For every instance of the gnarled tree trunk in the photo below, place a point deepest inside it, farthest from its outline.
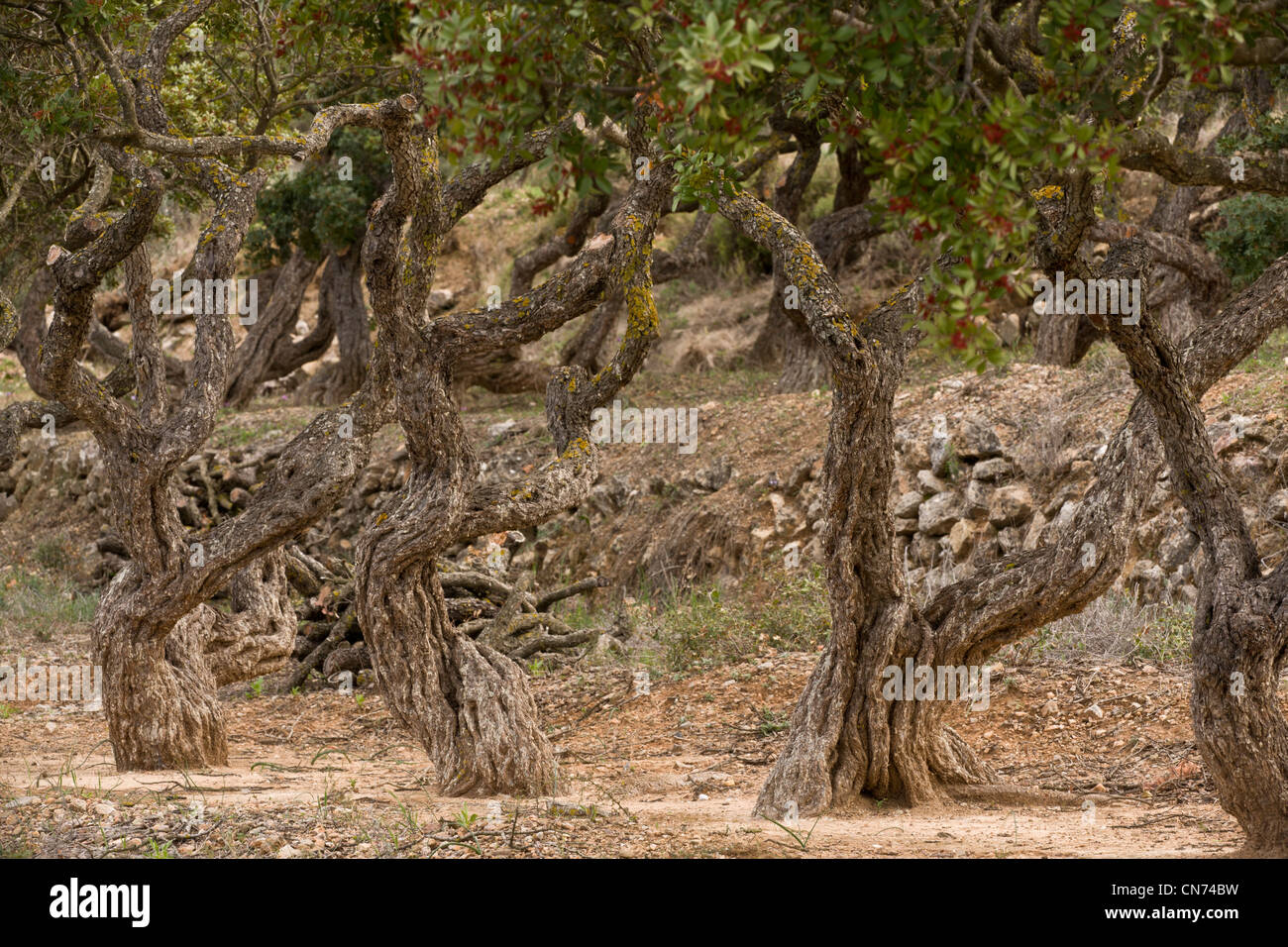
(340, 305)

==

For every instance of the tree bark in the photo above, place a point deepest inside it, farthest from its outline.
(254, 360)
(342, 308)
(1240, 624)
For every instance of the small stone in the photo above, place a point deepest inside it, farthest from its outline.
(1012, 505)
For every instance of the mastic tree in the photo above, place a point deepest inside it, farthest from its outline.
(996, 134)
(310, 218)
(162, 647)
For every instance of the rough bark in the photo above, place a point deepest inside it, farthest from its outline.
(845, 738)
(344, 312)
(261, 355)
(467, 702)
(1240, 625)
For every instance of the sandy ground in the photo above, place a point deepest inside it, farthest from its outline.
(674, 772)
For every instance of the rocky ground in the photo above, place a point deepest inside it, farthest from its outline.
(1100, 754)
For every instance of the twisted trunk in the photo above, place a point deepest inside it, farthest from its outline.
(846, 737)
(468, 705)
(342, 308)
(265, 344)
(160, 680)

Exercise requirements:
Copy out the part that opens with the line containing "For every instance of the rough" and closes with the line containing "(1240, 625)", swapping "rough bark" for "coarse bark" and keeping everything else unchanged.

Solution for this problem:
For every instance of the coarse bark in the photo above, place a point deepest inside it, farthest from its outline.
(845, 738)
(344, 312)
(261, 355)
(467, 702)
(1240, 625)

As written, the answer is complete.